*Instructions for the task*. Please retype the data exactly, starting at the line that contains "# test: point out the gray" and ending at the last line of the data, without the pictures.

*Available data*.
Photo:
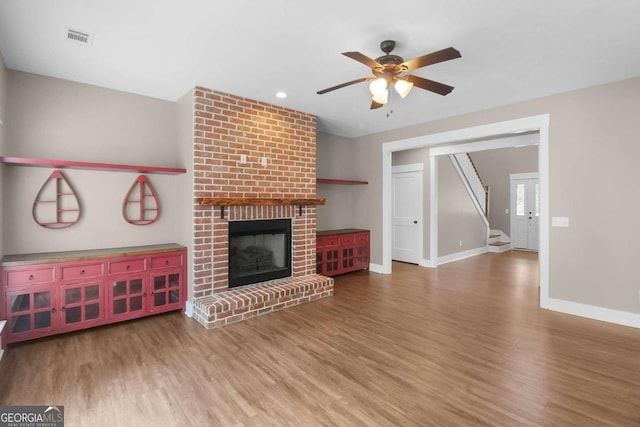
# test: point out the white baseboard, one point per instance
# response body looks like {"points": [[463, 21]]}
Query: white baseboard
{"points": [[428, 263], [603, 314], [377, 268], [461, 255]]}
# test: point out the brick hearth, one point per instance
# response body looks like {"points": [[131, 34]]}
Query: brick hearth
{"points": [[228, 129]]}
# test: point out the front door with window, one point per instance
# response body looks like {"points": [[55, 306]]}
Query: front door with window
{"points": [[525, 211]]}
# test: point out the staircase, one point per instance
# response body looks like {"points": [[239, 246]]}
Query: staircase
{"points": [[498, 242], [469, 173]]}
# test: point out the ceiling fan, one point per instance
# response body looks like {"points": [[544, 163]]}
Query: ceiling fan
{"points": [[390, 70]]}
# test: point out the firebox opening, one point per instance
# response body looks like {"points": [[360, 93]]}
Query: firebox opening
{"points": [[259, 251]]}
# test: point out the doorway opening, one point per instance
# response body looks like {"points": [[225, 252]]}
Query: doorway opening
{"points": [[477, 138]]}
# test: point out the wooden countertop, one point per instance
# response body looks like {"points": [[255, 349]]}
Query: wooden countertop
{"points": [[324, 233], [51, 257]]}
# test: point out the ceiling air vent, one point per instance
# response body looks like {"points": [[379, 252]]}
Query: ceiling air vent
{"points": [[80, 37]]}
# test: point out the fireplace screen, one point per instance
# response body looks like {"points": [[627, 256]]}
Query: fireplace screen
{"points": [[259, 251]]}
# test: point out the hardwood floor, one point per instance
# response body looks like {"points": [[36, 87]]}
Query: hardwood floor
{"points": [[462, 345]]}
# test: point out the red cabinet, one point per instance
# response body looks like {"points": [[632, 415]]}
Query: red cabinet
{"points": [[46, 294], [342, 251]]}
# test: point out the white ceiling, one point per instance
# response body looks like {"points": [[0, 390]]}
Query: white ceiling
{"points": [[512, 50]]}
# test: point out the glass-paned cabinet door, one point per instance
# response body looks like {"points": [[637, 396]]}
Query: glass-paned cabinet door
{"points": [[127, 297], [165, 290], [81, 304], [31, 311]]}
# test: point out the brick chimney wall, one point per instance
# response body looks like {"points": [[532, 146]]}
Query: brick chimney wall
{"points": [[227, 130]]}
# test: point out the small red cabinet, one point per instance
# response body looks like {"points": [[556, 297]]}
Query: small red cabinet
{"points": [[342, 251], [46, 294]]}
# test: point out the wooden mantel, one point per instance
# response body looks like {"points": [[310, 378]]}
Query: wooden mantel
{"points": [[259, 201]]}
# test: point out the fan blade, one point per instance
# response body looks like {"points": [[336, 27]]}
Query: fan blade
{"points": [[363, 59], [432, 58], [352, 82], [430, 85]]}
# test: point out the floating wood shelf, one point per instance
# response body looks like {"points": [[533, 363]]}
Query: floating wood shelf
{"points": [[340, 181], [70, 164], [260, 201]]}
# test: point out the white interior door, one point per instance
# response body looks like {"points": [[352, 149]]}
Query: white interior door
{"points": [[525, 211], [407, 214]]}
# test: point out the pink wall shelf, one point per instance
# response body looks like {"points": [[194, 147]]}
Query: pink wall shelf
{"points": [[70, 164]]}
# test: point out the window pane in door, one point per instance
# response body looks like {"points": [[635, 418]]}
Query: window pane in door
{"points": [[174, 296], [20, 303], [92, 311], [92, 293], [20, 323], [520, 199], [174, 280], [73, 315], [136, 286], [159, 282], [159, 299], [42, 299], [120, 306], [119, 289], [135, 304], [42, 320], [72, 296]]}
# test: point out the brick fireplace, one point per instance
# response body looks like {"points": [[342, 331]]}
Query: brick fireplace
{"points": [[249, 150]]}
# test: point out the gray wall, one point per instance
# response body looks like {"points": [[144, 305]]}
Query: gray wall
{"points": [[494, 168], [57, 119], [460, 227], [184, 198], [593, 151], [335, 160]]}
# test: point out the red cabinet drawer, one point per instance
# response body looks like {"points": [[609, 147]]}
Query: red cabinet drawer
{"points": [[75, 272], [347, 240], [174, 260], [328, 241], [127, 266], [28, 276], [362, 238]]}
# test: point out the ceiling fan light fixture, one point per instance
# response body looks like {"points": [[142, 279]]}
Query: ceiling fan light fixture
{"points": [[378, 88], [381, 98], [403, 87]]}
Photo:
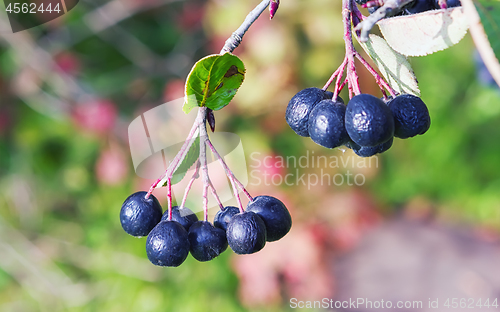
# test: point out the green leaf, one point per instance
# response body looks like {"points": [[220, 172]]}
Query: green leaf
{"points": [[489, 13], [191, 157], [425, 33], [213, 81], [392, 65]]}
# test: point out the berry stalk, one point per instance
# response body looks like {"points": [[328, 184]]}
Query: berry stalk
{"points": [[228, 171], [349, 48], [180, 155], [195, 176], [339, 72], [204, 169]]}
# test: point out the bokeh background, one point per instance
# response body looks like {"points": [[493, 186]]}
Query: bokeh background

*Solution to this task*.
# test: point out the gray wall, one point per instance
# response body looks like {"points": [[144, 305]]}
Query: gray wall
{"points": [[494, 168], [57, 119], [460, 227], [184, 198], [593, 151], [335, 160]]}
# test: point out the red cabinet drawer, one point per instance
# response body looks like {"points": [[609, 147]]}
Query: red cabinet drawer
{"points": [[75, 272], [347, 240], [174, 260], [328, 241], [127, 266], [28, 276], [362, 238]]}
# test: point out the ceiling fan light fixture, one point per instance
# response body looks like {"points": [[142, 279]]}
Query: ceiling fan light fixture
{"points": [[378, 88], [381, 98], [403, 87]]}
Photo:
# test: point out the green leaf, one point per instance
# response body looks like {"points": [[220, 172]]}
Query: green leaf
{"points": [[489, 13], [191, 157], [425, 33], [213, 81], [392, 65]]}
# test: point out the berry stalk, one point per instance
# response body looks like {"points": [[328, 184]]}
Query: berry stalk
{"points": [[228, 171], [349, 48], [180, 155], [195, 176], [339, 72], [204, 169]]}
# test: point out the bokeh background, one point per instance
# response body looks like {"points": [[493, 186]]}
Query: bokeh background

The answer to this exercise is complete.